Point localization data:
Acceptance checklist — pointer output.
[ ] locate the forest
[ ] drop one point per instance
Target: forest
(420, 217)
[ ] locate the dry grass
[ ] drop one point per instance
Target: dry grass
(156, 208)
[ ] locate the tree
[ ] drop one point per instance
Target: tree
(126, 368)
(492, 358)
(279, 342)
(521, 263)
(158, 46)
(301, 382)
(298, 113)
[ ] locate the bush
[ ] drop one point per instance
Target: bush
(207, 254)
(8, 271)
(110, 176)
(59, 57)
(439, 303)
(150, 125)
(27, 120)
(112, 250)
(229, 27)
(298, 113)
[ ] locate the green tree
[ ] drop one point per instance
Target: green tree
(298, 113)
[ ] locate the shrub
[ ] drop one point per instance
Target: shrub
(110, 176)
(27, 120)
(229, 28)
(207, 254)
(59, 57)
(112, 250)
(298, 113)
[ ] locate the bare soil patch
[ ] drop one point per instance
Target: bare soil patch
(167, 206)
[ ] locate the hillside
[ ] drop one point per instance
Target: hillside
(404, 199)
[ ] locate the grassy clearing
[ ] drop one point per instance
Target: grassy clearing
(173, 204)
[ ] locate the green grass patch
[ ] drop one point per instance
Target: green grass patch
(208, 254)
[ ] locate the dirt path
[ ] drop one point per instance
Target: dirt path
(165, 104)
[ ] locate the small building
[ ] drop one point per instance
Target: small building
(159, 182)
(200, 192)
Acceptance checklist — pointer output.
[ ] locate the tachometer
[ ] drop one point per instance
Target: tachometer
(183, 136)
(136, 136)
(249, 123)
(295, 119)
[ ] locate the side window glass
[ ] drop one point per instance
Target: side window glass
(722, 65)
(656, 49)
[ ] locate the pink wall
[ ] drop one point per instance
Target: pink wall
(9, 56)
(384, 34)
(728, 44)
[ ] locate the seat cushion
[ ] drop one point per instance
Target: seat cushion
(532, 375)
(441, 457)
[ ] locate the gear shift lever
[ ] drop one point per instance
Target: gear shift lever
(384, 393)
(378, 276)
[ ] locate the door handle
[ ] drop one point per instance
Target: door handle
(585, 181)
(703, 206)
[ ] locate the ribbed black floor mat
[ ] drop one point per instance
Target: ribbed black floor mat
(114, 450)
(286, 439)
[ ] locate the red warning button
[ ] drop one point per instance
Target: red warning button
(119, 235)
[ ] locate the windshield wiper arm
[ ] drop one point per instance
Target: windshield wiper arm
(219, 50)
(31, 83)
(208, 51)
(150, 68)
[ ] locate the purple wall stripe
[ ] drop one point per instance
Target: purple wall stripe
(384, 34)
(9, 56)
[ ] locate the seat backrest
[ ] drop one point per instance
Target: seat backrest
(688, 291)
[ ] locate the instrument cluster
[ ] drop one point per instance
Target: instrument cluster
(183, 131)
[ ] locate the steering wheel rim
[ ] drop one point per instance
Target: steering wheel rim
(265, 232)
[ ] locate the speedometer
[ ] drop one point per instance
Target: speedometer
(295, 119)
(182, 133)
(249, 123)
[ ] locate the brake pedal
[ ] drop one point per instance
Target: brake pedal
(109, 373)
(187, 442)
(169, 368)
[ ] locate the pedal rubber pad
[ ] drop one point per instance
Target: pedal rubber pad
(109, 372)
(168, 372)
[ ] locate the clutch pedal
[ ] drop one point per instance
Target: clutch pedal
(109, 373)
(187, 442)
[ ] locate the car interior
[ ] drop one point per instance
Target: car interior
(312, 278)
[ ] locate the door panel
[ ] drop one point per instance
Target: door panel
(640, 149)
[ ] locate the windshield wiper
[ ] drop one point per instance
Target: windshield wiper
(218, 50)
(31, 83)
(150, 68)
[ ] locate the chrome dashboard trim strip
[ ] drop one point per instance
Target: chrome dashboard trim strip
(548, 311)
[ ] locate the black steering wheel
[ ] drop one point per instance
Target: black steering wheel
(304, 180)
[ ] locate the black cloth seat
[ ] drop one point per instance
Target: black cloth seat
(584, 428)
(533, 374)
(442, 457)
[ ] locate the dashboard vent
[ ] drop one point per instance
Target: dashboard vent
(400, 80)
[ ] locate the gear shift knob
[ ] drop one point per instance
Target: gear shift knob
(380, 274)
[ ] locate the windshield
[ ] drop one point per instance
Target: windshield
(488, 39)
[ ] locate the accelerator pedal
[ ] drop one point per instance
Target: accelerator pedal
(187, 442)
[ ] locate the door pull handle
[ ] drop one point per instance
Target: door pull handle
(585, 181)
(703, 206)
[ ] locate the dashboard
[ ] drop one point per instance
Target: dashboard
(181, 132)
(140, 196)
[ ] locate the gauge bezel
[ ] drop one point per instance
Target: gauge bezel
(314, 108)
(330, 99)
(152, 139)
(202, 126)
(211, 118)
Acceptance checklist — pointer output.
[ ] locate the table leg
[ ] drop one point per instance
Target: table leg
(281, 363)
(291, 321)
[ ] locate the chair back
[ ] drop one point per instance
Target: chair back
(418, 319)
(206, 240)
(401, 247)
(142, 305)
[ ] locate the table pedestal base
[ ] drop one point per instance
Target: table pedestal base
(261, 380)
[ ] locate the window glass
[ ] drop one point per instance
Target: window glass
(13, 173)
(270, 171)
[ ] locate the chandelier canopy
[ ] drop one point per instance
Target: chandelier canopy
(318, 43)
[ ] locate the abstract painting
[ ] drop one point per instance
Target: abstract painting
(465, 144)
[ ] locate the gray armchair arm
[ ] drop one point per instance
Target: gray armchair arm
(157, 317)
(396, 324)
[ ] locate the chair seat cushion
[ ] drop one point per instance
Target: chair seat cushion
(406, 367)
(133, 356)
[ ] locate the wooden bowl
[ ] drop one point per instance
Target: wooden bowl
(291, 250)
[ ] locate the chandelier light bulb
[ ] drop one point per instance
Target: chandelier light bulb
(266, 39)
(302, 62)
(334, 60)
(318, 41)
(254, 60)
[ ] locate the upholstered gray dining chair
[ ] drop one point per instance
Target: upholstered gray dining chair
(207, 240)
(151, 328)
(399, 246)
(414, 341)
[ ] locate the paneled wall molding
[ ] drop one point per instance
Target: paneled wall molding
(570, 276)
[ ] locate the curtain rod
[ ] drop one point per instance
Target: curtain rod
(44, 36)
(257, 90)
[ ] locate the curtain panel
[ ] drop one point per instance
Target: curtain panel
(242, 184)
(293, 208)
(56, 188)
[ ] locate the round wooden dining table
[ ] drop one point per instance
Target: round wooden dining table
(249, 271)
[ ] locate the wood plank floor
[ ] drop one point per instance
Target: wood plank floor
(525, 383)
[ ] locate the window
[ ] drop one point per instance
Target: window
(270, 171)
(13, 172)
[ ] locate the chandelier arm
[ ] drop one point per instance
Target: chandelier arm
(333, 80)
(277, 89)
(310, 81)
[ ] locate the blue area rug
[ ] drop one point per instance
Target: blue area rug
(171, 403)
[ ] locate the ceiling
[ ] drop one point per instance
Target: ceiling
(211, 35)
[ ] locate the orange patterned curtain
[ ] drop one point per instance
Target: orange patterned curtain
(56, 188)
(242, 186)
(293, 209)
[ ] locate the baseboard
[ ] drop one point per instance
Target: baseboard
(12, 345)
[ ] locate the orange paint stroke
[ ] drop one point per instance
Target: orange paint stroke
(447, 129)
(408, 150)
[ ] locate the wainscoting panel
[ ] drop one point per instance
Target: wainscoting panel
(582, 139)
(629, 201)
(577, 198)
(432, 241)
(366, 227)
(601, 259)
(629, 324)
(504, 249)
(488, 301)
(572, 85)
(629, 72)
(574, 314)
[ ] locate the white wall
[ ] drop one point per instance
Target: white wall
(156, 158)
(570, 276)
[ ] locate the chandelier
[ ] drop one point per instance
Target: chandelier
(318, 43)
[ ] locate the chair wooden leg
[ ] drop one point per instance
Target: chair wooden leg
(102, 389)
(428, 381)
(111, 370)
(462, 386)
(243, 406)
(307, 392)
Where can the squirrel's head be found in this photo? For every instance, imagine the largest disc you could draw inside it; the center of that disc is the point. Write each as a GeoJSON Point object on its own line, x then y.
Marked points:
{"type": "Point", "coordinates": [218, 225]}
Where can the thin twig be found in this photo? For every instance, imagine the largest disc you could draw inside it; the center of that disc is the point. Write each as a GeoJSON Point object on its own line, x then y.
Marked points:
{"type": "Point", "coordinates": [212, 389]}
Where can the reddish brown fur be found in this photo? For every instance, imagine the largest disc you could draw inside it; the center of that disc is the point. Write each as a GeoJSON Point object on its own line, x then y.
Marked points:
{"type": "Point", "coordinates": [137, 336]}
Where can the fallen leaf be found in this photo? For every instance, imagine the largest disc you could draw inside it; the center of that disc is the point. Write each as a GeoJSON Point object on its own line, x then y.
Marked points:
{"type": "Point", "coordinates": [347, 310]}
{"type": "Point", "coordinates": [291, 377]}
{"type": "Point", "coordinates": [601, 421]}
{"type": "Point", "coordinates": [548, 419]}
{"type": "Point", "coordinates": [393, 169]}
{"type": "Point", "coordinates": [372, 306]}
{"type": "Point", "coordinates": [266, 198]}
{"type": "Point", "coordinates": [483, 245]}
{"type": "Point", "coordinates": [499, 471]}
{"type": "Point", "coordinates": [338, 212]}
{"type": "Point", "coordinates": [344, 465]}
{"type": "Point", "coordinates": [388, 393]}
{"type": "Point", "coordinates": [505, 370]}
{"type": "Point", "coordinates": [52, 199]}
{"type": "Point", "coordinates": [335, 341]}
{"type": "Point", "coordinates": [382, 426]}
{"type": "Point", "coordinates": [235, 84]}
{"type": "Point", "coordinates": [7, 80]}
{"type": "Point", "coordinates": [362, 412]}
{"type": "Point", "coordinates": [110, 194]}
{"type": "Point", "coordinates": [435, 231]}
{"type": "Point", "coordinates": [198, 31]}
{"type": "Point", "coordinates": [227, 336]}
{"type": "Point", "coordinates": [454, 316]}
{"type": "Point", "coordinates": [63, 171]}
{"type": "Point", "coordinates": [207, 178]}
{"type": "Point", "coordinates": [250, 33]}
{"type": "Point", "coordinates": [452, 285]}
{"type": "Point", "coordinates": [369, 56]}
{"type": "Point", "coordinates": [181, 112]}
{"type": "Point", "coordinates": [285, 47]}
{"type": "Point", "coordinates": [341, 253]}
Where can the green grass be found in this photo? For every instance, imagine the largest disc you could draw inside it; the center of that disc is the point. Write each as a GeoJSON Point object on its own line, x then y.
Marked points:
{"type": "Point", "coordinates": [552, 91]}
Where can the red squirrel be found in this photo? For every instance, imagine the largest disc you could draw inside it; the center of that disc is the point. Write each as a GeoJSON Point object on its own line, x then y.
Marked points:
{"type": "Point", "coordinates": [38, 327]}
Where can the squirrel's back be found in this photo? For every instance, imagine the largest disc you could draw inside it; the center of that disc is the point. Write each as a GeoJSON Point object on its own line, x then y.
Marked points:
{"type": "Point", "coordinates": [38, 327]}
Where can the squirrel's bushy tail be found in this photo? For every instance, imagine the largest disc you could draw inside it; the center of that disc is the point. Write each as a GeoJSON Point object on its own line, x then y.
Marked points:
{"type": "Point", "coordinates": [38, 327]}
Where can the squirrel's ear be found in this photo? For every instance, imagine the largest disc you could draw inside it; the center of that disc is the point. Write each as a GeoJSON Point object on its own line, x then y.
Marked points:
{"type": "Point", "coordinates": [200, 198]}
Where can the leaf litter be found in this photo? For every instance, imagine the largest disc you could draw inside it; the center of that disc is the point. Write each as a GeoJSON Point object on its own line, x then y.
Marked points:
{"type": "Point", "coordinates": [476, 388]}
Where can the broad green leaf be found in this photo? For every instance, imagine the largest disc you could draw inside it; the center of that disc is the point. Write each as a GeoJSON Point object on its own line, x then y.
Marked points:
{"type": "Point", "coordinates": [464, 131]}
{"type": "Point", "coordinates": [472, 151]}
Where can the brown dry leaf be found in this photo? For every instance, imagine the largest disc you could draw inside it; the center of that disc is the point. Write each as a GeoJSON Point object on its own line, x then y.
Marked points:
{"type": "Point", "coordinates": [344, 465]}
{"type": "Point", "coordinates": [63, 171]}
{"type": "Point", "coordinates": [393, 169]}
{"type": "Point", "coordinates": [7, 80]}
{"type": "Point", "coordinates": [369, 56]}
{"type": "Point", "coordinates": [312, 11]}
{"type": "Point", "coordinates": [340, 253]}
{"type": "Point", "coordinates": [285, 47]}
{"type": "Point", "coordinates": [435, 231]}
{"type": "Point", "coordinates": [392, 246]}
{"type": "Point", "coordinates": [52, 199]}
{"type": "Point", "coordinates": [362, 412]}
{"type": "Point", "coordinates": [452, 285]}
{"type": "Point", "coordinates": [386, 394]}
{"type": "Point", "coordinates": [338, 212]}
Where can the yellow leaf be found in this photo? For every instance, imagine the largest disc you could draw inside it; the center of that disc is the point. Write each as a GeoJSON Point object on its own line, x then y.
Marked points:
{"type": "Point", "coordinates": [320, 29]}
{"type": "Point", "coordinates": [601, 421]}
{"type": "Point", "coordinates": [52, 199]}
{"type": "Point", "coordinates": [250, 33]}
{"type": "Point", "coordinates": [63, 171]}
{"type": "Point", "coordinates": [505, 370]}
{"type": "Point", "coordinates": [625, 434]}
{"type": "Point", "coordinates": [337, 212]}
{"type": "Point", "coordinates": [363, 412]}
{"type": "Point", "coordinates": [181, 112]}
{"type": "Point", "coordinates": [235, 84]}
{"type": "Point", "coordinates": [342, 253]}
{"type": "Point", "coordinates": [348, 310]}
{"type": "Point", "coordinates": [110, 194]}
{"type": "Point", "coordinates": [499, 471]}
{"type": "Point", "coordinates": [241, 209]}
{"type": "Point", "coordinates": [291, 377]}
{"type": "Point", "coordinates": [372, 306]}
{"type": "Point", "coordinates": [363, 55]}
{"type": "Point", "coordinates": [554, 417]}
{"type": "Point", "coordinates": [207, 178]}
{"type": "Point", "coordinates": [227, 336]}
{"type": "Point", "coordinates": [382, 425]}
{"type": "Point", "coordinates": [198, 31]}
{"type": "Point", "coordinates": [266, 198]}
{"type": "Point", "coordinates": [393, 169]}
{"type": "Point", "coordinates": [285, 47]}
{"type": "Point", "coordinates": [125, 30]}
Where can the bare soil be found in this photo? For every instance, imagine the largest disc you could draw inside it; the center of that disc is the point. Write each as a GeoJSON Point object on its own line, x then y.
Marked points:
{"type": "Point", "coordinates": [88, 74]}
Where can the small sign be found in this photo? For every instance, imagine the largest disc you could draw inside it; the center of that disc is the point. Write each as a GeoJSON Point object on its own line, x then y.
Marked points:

Problem statement:
Show every line from the entries above in which "leaf" appears.

Expected answer:
Where can the fallen leaf be found in this photo? For every instance, imagine the largest disc you could draw inside it; the center of that disc is the point. Write each as a GeoJSON Point object on its own line, x then y.
Where can the leaf litter be found in this photo? For every instance, imagine the largest disc you could draw inside it; the center of that disc is the point. Write each as a GeoJSON Point object on its own line, x then y.
Where can the broad green leaf be found in this photo? For every instance, imagine the largest disc you could draw inside it; the center of that disc is the point. Write each as a GeoJSON Point object on its own line, x then y.
Where can the brown dry leaf be found in this photo? For every instance, imagine the largest disc you could draw inside it; the center of that disc is the point. Write each as a GeoJSON Point object on its own line, x then y.
Where can the yellow leaf be found in this photo? For every instance, imagine the largest disc you could draw inside it; the center of that disc is the point. Write each as a GeoJSON Point object on its own line, x then y.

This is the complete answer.